Each record below is to be reproduced without any change.
::::::
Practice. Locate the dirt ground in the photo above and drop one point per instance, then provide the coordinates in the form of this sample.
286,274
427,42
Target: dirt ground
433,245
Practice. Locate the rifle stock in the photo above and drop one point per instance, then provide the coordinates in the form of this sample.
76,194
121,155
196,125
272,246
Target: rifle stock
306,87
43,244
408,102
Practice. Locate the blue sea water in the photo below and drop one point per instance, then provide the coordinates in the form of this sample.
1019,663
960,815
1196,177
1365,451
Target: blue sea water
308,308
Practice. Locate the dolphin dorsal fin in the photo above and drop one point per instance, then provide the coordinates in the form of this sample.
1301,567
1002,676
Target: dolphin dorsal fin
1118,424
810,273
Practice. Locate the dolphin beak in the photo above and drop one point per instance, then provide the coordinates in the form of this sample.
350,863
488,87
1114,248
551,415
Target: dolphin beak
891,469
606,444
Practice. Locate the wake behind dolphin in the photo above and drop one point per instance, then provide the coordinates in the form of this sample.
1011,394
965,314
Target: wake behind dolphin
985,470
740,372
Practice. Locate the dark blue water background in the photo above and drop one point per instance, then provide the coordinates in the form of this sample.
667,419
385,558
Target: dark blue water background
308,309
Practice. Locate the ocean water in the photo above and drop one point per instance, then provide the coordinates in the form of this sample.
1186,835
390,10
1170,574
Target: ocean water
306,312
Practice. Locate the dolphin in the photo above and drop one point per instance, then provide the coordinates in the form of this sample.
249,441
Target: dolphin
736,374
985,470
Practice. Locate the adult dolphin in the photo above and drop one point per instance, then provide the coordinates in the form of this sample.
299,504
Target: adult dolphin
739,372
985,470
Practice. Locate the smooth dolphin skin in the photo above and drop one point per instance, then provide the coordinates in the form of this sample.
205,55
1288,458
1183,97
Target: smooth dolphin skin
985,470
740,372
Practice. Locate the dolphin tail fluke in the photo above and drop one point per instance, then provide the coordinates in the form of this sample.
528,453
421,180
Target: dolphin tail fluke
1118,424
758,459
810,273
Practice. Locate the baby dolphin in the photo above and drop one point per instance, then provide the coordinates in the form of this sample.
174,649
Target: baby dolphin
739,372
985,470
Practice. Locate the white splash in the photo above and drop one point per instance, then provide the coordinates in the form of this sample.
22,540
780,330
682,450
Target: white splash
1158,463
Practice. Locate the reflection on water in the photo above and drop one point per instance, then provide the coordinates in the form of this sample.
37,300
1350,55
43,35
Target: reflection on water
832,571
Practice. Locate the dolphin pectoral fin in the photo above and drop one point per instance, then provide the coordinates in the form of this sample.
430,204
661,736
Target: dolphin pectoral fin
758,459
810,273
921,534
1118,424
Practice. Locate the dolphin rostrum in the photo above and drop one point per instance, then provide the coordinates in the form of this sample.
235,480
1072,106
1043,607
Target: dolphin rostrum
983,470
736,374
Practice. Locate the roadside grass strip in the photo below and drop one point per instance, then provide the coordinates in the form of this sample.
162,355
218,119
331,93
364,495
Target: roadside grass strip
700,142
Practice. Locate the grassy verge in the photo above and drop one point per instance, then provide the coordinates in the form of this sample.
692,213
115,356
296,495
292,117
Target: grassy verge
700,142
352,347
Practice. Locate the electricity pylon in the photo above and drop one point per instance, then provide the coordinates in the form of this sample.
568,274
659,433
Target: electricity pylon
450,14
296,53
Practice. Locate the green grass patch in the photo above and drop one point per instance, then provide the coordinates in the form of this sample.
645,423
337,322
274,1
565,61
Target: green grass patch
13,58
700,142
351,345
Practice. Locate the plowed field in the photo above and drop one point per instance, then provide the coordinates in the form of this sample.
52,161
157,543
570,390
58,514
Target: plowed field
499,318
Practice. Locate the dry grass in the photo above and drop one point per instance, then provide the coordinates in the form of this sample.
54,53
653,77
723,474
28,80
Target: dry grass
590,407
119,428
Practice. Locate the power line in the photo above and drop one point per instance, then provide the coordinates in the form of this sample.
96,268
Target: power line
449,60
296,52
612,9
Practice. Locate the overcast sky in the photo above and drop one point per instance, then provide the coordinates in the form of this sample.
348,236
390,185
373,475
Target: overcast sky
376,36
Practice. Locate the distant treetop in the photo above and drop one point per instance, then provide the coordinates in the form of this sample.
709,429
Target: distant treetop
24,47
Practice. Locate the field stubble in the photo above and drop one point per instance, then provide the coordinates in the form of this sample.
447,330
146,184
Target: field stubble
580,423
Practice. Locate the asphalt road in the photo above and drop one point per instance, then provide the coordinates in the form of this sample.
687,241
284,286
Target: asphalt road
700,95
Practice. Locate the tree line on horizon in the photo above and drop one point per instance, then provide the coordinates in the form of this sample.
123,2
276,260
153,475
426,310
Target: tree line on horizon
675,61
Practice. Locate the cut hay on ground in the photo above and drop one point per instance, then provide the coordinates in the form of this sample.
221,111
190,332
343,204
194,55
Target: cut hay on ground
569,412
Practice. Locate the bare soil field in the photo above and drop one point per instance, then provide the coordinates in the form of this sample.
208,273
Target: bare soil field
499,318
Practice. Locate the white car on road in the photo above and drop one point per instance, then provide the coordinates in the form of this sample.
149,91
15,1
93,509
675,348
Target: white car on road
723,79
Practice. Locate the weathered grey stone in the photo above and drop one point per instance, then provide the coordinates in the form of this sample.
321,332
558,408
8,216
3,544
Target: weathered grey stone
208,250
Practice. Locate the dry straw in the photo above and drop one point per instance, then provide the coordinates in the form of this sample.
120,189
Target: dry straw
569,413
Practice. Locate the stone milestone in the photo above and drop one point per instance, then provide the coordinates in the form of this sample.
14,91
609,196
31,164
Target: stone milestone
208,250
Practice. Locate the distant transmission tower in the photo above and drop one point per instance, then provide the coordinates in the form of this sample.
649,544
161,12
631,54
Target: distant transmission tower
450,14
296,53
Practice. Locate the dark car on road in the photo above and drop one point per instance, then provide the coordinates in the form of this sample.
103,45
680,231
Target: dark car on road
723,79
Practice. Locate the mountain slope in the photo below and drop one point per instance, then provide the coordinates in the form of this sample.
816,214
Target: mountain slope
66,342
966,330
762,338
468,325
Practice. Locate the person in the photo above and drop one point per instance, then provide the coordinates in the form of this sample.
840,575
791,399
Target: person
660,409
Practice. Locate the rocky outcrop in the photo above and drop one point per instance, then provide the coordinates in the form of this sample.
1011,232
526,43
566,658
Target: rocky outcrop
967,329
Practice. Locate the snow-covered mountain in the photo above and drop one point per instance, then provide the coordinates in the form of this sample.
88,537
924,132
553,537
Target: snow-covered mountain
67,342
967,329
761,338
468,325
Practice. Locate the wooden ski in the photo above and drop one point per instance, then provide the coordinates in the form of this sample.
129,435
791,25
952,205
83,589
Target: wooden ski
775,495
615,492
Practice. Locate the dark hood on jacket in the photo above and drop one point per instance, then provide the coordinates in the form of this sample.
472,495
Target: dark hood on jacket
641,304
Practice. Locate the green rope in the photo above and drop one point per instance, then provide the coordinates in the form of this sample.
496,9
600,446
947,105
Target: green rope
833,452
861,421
::::::
#### PROBLEM SOLUTION
Practice. Locate the dirt ground in the photo above and drop one point per instance, then provide the coordinates in the form of this sample.
286,274
427,42
Target: dirt ground
433,245
Practice. Locate the rifle stock in the photo above and drop one point per instance, then provide the coordinates in the form of this sample.
76,194
121,155
196,125
272,246
Target: rifle stock
306,87
43,244
408,102
Practice. Locate the blue sea water in the photo below and drop one point per instance, then provide the coordinates in the form of this sample.
1019,663
960,815
1196,177
1365,451
Target: blue sea water
308,308
Practice. Locate the dolphin dorsal fin in the photo above and drop one point per instance, then provide the coordinates in the form of this sample.
1301,567
1002,676
Target: dolphin dorsal fin
1118,424
810,273
Practice. Locate the dolphin beak in the photo above and drop one point per instance, then provide the coordinates in the form of this sample.
350,863
488,87
1114,248
551,415
Target: dolphin beak
891,469
606,444
Practice. Locate the wake behind dolphin in the photo above and drop one point per instance, then provide the coordinates in the form of this sample.
1011,394
965,314
Target: wake behind dolphin
985,470
740,372
Practice. Locate the dark blue water background in the photo above and drop one point per instance, then provide the coordinates in the form of this sample.
667,419
385,558
Target: dark blue water background
308,309
Practice. Locate the ocean water in the photo above and drop one point per instance, then provide the coordinates in the form of this sample.
1186,835
390,10
1170,574
Target: ocean water
306,312
Practice. Locate the dolphin in the photo above and drop one point per instance, then provide the coordinates in the form of this sample.
249,441
Target: dolphin
736,374
985,470
Practice. Locate the adult dolphin in the photo above and drop one point per instance, then provide the coordinates in the form of this sample.
299,504
Target: adult dolphin
739,372
985,470
Practice. Locate the smooth dolphin skin in the photo above and drop one point per instance, then provide the coordinates in the form of this sample.
205,55
1288,458
1183,97
Target: smooth dolphin skin
985,470
740,372
Practice. Locate the dolphin tail fluke in the photo above and drop one point per instance, then provide the coordinates in the form of this sample.
528,453
421,180
Target: dolphin tail fluke
1118,424
758,459
810,273
Practice. Locate the baby dolphin in the photo above and drop one point per instance, then provide the coordinates in the form of this sample.
174,649
Target: baby dolphin
739,372
985,470
Practice. Locate the white splash in the photo above and drop one point per instance, then provide the coordinates in the form of this sample.
22,540
780,330
682,450
Target: white splash
1158,463
Practice. Locate the reflection on water in the photo above and drop one point per instance, then provide the coordinates in the form of this sample.
37,300
1350,55
43,35
Target: reflection on water
832,571
Practice. Locate the dolphin pectoral fin in the photo above and drop one point per instance, then provide the coordinates in the form of this sample.
430,204
661,736
Target: dolphin pectoral fin
758,459
810,273
921,534
1118,424
Practice. Locate the dolphin rostrum in the photo above and drop one point per instance, then provide the coordinates in the form of this sample.
235,480
1072,106
1043,607
Target: dolphin rostrum
983,470
736,374
Practice. Locate the roadside grass strip in the photo below and drop one point per instance, then provide the coordinates in the form of this sample.
162,355
218,119
331,93
364,495
Target: roadside grass strip
700,142
Practice. Locate the grassy verge in the photo above and drop one point per instance, then provide the coordinates in the form of this sample.
692,213
115,356
296,495
292,117
Target: grassy verge
700,142
352,347
Practice. Locate the electricity pylon in the photo above and drop one point per instance, then provide the coordinates in the form of this sample.
568,274
659,433
Target: electricity pylon
450,14
296,53
Practice. Locate the green grass patch in the photo above and drop one point per instance, then provide the coordinates in the form of this sample.
645,423
337,322
274,1
565,61
Target: green grass patch
13,58
700,142
351,345
Practice. Locate the plowed field in the photo above and drop one point per instance, then provide the coordinates in the form of this sample.
52,161
157,543
570,390
58,514
Target: plowed field
499,318
Practice. Locate the dry grass in the photo above and drop one point per instance, then provide the coordinates in the form of this sample.
54,53
653,77
723,474
28,80
Target: dry grass
590,407
119,428
Practice. Locate the power line in the photo above and drop one point per instance, then provide the coordinates in the form of this sample.
96,268
Target: power line
449,60
296,52
612,9
Practice. Locate the overcast sky in the photo above and drop one point per instance, then provide the coordinates in the form of this sample.
348,236
390,185
373,475
Target: overcast sky
376,36
Practice. Locate the distant treetop in the photo above and drop one point per instance, then provide the coordinates in the form of this sample.
709,429
Target: distant treetop
24,47
Practice. Locate the field stubble in the photo above and drop one point per instance, then provide the coordinates in the form of this sample.
447,330
146,184
Target: field stubble
580,423
Practice. Locate the asphalt road in the photo above and drop one point per instance, then provide the coordinates in the form of this sample.
687,241
284,286
Target: asphalt road
700,95
Practice. Locate the tree line on horizon in the photo above and drop one point per instance, then provide the coordinates in the form of this sample.
123,2
276,260
153,475
426,310
Target: tree line on horizon
675,61
Practice. Locate the cut hay on ground in the photo above and drop one point per instance, then provide the coordinates in the form of this sample.
221,111
190,332
343,204
194,55
Target: cut hay on ground
569,412
Practice. Locate the bare soil field in the photo above and drop one point per instance, then provide the coordinates in the form of this sample.
208,273
Target: bare soil field
499,318
Practice. Locate the white car on road in the photo above and drop one point per instance, then provide the coordinates in the form of this sample.
149,91
15,1
93,509
675,348
Target: white car on road
723,79
Practice. Locate the weathered grey stone in the photo above and drop one point per instance, then provide the coordinates in the form of this sample.
321,332
558,408
8,216
3,544
Target: weathered grey stone
208,250
Practice. Locate the dry straw in the photo above and drop one point per instance, then provide the coordinates in the form of this sample.
120,189
Target: dry straw
569,413
Practice. Locate the stone milestone in the photo above and drop one point per instance, then provide the coordinates in the form of this sample.
14,91
609,196
31,164
Target: stone milestone
208,250
Practice. Locate the distant transmission tower in the photo above and drop one point per instance, then provide the coordinates in the form of this sample.
649,544
161,12
631,54
Target: distant transmission tower
450,14
296,53
Practice. Locate the dark car on road in the photo above and drop one point per instance, then provide the coordinates in the form of this sample.
103,45
680,231
Target: dark car on road
723,79
Practice. Locate the mountain slope in the photo below and drop one point per instance, then provide the coordinates in the form of this sample.
816,214
Target: mountain slope
66,342
966,330
762,338
468,325
Practice. Locate the person in the photo above and drop one point per instance, then provide the coordinates in the form of this sample.
840,575
791,399
Target: person
660,409
Practice. Locate the rocky outcrop in the photo above and drop one point per instance, then provide the coordinates in the form of this sample.
1011,232
526,43
566,658
Target: rocky outcrop
967,329
Practice. Locate the snow-covered mountain in the photo above and drop one point per instance, then provide the coordinates in the form of this sample.
88,537
924,132
553,537
Target: snow-covered mountain
67,342
967,329
761,338
468,325
Practice. Locate the wooden ski in the photo above and drop one point per instance, then provide the coordinates in the form of this sample.
129,435
791,25
952,205
83,589
Target: wooden ski
775,495
615,492
Practice. Locate the dark hood on jacket in the photo above and drop one point per instance, then provide the coordinates in the form of this sample.
472,495
Target: dark hood on jacket
641,304
Practice. Locate the green rope in the photo above and drop one point per instance, then provide the coordinates in the form of this sample.
496,9
600,446
947,105
Target: green rope
833,452
861,421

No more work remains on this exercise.